(Stored entries)
-- Begin --
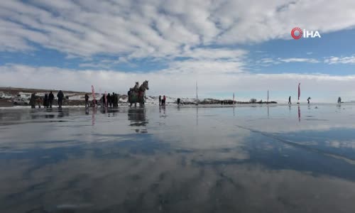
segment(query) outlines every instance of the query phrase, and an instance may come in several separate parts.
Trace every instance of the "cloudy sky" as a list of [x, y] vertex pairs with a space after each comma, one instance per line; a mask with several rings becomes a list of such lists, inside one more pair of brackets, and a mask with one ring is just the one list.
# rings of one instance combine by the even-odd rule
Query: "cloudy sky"
[[353, 0], [0, 1], [0, 86], [334, 102], [354, 67]]

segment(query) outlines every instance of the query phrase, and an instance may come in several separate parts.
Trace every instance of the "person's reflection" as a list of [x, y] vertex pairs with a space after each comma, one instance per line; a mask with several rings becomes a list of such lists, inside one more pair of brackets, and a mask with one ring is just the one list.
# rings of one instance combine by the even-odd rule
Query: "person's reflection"
[[62, 118], [65, 116], [69, 116], [69, 109], [58, 108], [58, 115], [57, 117]]
[[298, 106], [298, 122], [301, 121], [301, 109], [300, 106]]
[[146, 119], [146, 109], [133, 108], [129, 109], [129, 120], [131, 121], [129, 126], [145, 126], [148, 124]]
[[95, 126], [95, 114], [96, 114], [97, 108], [96, 106], [92, 107], [92, 116], [91, 117], [92, 119], [92, 125]]
[[[163, 109], [163, 114], [161, 114], [161, 109]], [[159, 106], [159, 114], [160, 118], [165, 118], [166, 117], [166, 108], [165, 106]]]

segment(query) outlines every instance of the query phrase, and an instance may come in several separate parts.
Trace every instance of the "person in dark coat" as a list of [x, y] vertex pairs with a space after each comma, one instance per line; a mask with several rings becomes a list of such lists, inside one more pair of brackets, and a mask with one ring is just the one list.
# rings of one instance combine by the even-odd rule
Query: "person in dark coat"
[[114, 92], [112, 92], [112, 102], [114, 107], [117, 106], [117, 94]]
[[40, 97], [37, 97], [37, 104], [38, 104], [38, 108], [40, 108], [40, 104], [42, 104], [42, 98]]
[[102, 97], [101, 98], [101, 101], [102, 101], [102, 106], [103, 107], [105, 107], [106, 106], [106, 99], [105, 99], [105, 94], [102, 94]]
[[34, 93], [32, 93], [32, 94], [31, 95], [30, 105], [31, 105], [31, 108], [32, 108], [32, 109], [36, 108], [36, 94], [34, 94]]
[[58, 98], [58, 106], [59, 108], [62, 108], [64, 98], [64, 93], [62, 90], [59, 90], [58, 94], [57, 94], [57, 97]]
[[48, 94], [46, 93], [45, 94], [45, 97], [43, 99], [43, 107], [44, 108], [48, 108]]
[[85, 107], [89, 107], [89, 94], [85, 94]]
[[49, 107], [52, 108], [52, 105], [53, 104], [53, 100], [54, 100], [54, 94], [50, 91], [48, 95], [48, 104], [49, 104]]
[[111, 94], [107, 94], [107, 106], [110, 106], [111, 107], [112, 106], [112, 99], [111, 99]]

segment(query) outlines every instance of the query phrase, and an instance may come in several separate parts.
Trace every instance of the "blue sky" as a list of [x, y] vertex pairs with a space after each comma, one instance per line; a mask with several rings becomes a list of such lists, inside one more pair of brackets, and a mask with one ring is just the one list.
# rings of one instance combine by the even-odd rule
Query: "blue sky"
[[151, 95], [195, 97], [197, 81], [202, 97], [284, 102], [301, 82], [304, 102], [354, 100], [354, 1], [2, 1], [0, 86], [125, 93], [148, 80]]

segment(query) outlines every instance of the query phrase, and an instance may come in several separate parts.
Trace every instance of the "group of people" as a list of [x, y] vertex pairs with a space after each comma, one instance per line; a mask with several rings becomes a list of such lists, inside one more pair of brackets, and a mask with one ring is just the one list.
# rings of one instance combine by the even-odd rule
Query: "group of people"
[[[62, 108], [62, 102], [64, 99], [64, 93], [62, 92], [62, 90], [59, 90], [58, 93], [57, 94], [57, 97], [58, 97], [58, 106], [59, 108]], [[54, 100], [54, 94], [50, 91], [50, 92], [48, 94], [45, 94], [45, 96], [43, 98], [41, 97], [36, 96], [36, 93], [32, 93], [31, 98], [30, 98], [30, 105], [32, 109], [36, 108], [36, 105], [38, 106], [38, 108], [40, 108], [40, 106], [43, 105], [44, 108], [52, 108], [52, 106], [53, 104], [53, 100]]]
[[[107, 95], [103, 94], [100, 99], [102, 106], [106, 107], [115, 107], [119, 106], [119, 94], [112, 92], [112, 94], [107, 94]], [[85, 97], [86, 102], [86, 97]]]
[[159, 106], [165, 106], [165, 100], [166, 97], [165, 95], [163, 96], [163, 99], [161, 98], [161, 95], [159, 95]]

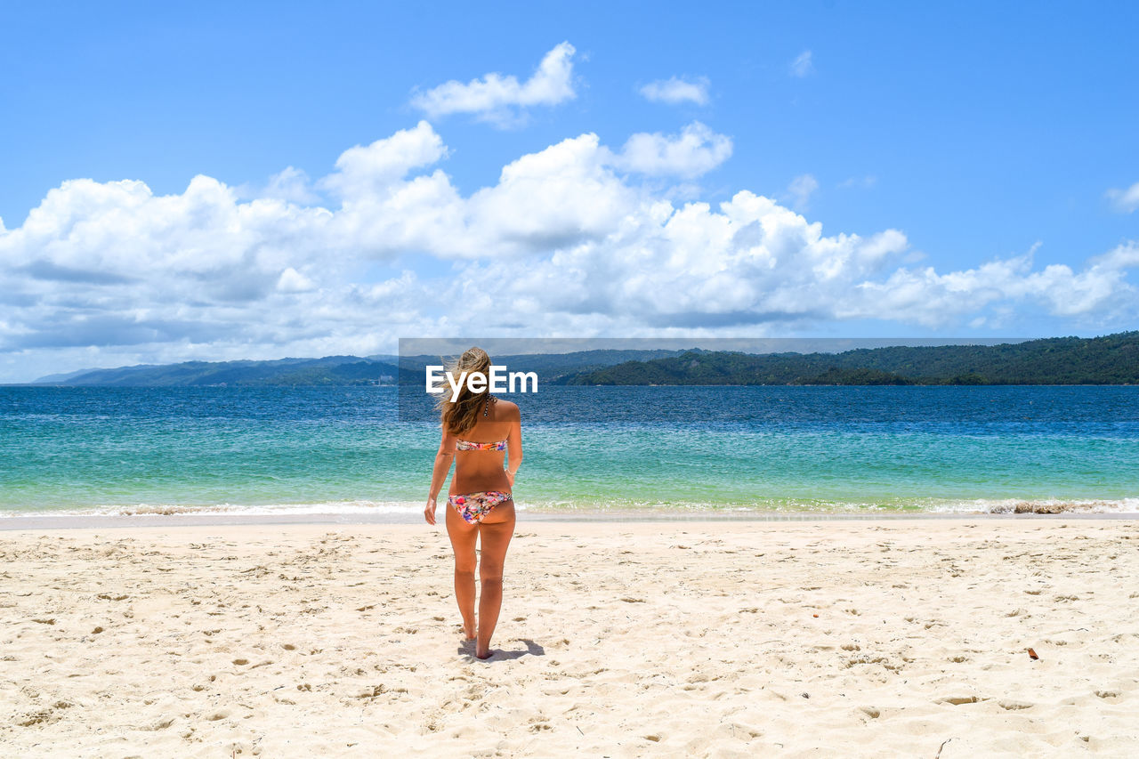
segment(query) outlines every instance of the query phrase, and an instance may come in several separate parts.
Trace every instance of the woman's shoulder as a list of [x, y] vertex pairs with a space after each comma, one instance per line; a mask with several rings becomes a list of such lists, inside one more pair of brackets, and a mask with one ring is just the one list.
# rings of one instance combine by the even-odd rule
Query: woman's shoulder
[[518, 405], [503, 398], [494, 399], [494, 408], [499, 414], [510, 419], [519, 416]]

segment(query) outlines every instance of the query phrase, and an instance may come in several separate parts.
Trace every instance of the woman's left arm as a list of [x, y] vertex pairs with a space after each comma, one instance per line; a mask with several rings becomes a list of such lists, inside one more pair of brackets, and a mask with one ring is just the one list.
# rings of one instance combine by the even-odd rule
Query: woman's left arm
[[424, 508], [424, 519], [427, 520], [427, 524], [435, 523], [435, 498], [443, 489], [443, 481], [446, 480], [453, 460], [454, 435], [443, 430], [442, 439], [439, 441], [439, 451], [435, 454], [435, 466], [431, 471], [431, 491], [427, 495], [427, 506]]

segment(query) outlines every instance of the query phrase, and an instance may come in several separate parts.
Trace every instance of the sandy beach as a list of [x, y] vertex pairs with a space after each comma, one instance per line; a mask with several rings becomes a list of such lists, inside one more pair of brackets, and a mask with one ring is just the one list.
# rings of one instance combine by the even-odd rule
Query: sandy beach
[[486, 662], [442, 528], [0, 556], [2, 756], [1139, 753], [1139, 521], [524, 521]]

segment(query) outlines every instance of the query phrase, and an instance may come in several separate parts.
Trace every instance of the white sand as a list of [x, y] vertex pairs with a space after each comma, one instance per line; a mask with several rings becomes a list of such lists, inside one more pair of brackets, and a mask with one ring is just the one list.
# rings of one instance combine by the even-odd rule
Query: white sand
[[[1139, 754], [1139, 522], [0, 532], [0, 756]], [[1033, 647], [1039, 661], [1030, 659]]]

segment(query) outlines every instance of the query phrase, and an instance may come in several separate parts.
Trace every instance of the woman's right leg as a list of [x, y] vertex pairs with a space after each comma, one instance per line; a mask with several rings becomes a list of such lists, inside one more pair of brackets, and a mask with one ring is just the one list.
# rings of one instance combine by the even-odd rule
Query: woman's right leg
[[478, 531], [448, 504], [446, 534], [454, 549], [454, 599], [462, 617], [462, 630], [469, 640], [475, 637], [475, 540]]
[[491, 636], [498, 625], [502, 609], [502, 565], [506, 549], [514, 537], [514, 501], [499, 504], [478, 525], [482, 553], [478, 556], [478, 640], [475, 655], [486, 659], [491, 655]]

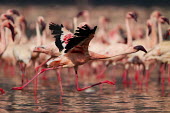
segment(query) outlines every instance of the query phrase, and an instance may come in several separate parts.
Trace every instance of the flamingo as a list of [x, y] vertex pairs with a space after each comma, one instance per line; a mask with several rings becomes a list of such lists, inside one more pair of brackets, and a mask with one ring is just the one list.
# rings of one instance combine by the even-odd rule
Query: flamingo
[[[42, 25], [40, 18], [41, 17], [38, 17], [38, 21], [36, 22], [36, 33], [37, 33], [37, 35], [36, 35], [35, 38], [33, 38], [34, 40], [30, 40], [27, 43], [19, 43], [19, 44], [16, 44], [13, 47], [14, 57], [17, 60], [17, 63], [19, 63], [19, 67], [20, 67], [20, 70], [22, 72], [22, 84], [24, 83], [24, 75], [25, 75], [26, 67], [29, 67], [31, 65], [32, 59], [36, 59], [38, 57], [37, 54], [33, 54], [33, 48], [35, 46], [41, 45], [41, 43], [42, 43], [41, 35], [40, 35], [40, 26], [39, 26], [39, 24]], [[21, 19], [21, 20], [23, 20], [23, 19]], [[45, 29], [44, 25], [42, 25], [42, 31], [44, 29]], [[23, 38], [22, 37], [23, 35], [21, 35], [21, 33], [19, 33], [19, 34], [20, 34], [19, 37]]]
[[[12, 32], [14, 32], [13, 25], [8, 20], [3, 21], [0, 25], [0, 33], [1, 33], [1, 36], [0, 36], [0, 39], [1, 39], [0, 40], [0, 56], [4, 53], [4, 51], [6, 50], [6, 47], [7, 47], [7, 43], [6, 43], [6, 37], [7, 36], [5, 35], [6, 31], [4, 30], [5, 27], [11, 30], [12, 35], [14, 34], [14, 33], [12, 33]], [[14, 37], [15, 36], [11, 37], [12, 40], [14, 40]], [[2, 88], [0, 88], [0, 92], [1, 92], [1, 94], [5, 93], [5, 91]]]
[[146, 52], [143, 46], [135, 46], [133, 48], [129, 48], [126, 52], [124, 52], [123, 54], [117, 55], [117, 56], [101, 55], [101, 54], [97, 54], [95, 52], [88, 50], [89, 42], [93, 39], [97, 26], [95, 26], [93, 29], [91, 29], [88, 25], [84, 25], [82, 28], [78, 27], [78, 30], [76, 30], [76, 33], [74, 33], [74, 35], [72, 33], [63, 34], [63, 31], [62, 31], [63, 25], [60, 26], [60, 25], [51, 23], [49, 28], [52, 31], [52, 34], [54, 35], [54, 37], [56, 38], [55, 44], [59, 48], [61, 55], [49, 60], [47, 62], [48, 68], [42, 69], [39, 73], [37, 73], [31, 80], [29, 80], [23, 86], [13, 87], [12, 90], [22, 90], [31, 81], [37, 78], [41, 73], [47, 70], [58, 69], [61, 67], [62, 68], [74, 67], [75, 77], [76, 77], [75, 83], [76, 83], [77, 91], [82, 91], [82, 90], [85, 90], [90, 87], [103, 84], [103, 83], [114, 85], [115, 84], [114, 82], [105, 80], [105, 81], [93, 84], [85, 88], [79, 88], [78, 66], [83, 65], [86, 62], [91, 61], [91, 60], [99, 60], [99, 59], [106, 60], [106, 59], [113, 58], [113, 57], [116, 57], [115, 59], [117, 59], [117, 57], [119, 56], [122, 56], [125, 54], [131, 54], [139, 50]]

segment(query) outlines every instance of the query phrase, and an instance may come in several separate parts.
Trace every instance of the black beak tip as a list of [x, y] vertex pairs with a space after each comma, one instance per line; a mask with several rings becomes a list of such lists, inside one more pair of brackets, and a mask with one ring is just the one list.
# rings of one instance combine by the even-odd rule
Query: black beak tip
[[134, 49], [136, 49], [137, 51], [140, 50], [140, 51], [147, 53], [146, 49], [142, 45], [135, 46]]

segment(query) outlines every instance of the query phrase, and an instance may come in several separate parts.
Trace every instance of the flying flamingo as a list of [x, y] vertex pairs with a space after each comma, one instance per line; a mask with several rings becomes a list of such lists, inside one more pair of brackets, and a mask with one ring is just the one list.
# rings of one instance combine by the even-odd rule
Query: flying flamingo
[[[12, 32], [14, 32], [14, 28], [13, 28], [13, 25], [8, 21], [8, 20], [5, 20], [5, 21], [3, 21], [2, 23], [1, 23], [1, 25], [0, 25], [0, 33], [1, 33], [1, 40], [0, 40], [0, 56], [4, 53], [4, 51], [6, 50], [6, 47], [7, 47], [7, 43], [6, 43], [6, 31], [4, 30], [4, 28], [8, 28], [8, 29], [10, 29], [11, 30], [11, 34], [14, 34], [14, 33], [12, 33]], [[12, 40], [14, 40], [14, 37], [15, 36], [12, 36], [11, 38], [12, 38]], [[5, 93], [5, 91], [2, 89], [2, 88], [0, 88], [0, 92], [1, 92], [1, 94], [3, 94], [3, 93]]]
[[95, 31], [97, 26], [95, 26], [93, 29], [90, 29], [88, 25], [84, 25], [82, 28], [78, 27], [78, 30], [76, 30], [76, 33], [73, 35], [71, 34], [64, 34], [61, 30], [63, 28], [63, 25], [59, 26], [54, 23], [51, 23], [49, 26], [50, 30], [52, 31], [52, 34], [56, 38], [56, 46], [59, 48], [59, 51], [61, 52], [61, 55], [57, 58], [53, 58], [50, 61], [47, 62], [47, 65], [49, 68], [42, 69], [39, 73], [37, 73], [30, 81], [28, 81], [26, 84], [24, 84], [21, 87], [14, 87], [13, 90], [22, 90], [25, 86], [27, 86], [31, 81], [33, 81], [35, 78], [38, 77], [41, 73], [47, 71], [47, 70], [53, 70], [58, 68], [69, 68], [74, 67], [75, 74], [76, 74], [76, 89], [78, 91], [85, 90], [87, 88], [107, 83], [114, 85], [115, 83], [105, 80], [96, 84], [93, 84], [91, 86], [85, 87], [85, 88], [79, 88], [78, 85], [78, 66], [82, 65], [90, 60], [106, 60], [113, 57], [119, 57], [121, 55], [130, 54], [139, 50], [146, 51], [143, 46], [135, 46], [133, 48], [129, 48], [126, 52], [123, 54], [117, 55], [117, 56], [107, 56], [107, 55], [100, 55], [92, 51], [88, 51], [88, 45], [89, 42], [93, 39]]
[[[21, 19], [20, 23], [22, 23], [23, 20], [24, 19]], [[38, 21], [36, 22], [36, 33], [37, 33], [36, 37], [33, 38], [32, 40], [30, 40], [27, 43], [19, 43], [19, 44], [16, 44], [13, 47], [14, 57], [17, 60], [17, 63], [19, 64], [20, 70], [22, 72], [22, 84], [24, 83], [24, 76], [25, 76], [26, 67], [30, 66], [32, 59], [36, 59], [36, 57], [38, 57], [37, 54], [36, 55], [33, 54], [32, 50], [35, 46], [41, 45], [41, 43], [42, 43], [41, 35], [40, 35], [40, 25], [42, 25], [41, 19], [40, 19], [40, 17], [38, 17]], [[42, 25], [42, 31], [44, 29], [45, 29], [44, 25]], [[18, 30], [18, 32], [21, 32], [21, 30]], [[23, 38], [22, 37], [23, 35], [21, 35], [21, 33], [19, 33], [19, 34], [20, 34], [19, 37]], [[34, 61], [34, 62], [36, 62], [36, 61]]]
-- End --
* Problem to solve *
Locate each line in the listing that contains the string "reflection", treating uppercase and lowercase as different, and copy those lines.

* Exercise solution *
Trace every instance of the "person's reflection" as a list of [x, y] vertex pairs with a space after each comma, one instance per line; a mask with several rings becomes a list of such lists, inside one more pair of brackets, and a mask with one ring is just the one list.
Query: "person's reflection"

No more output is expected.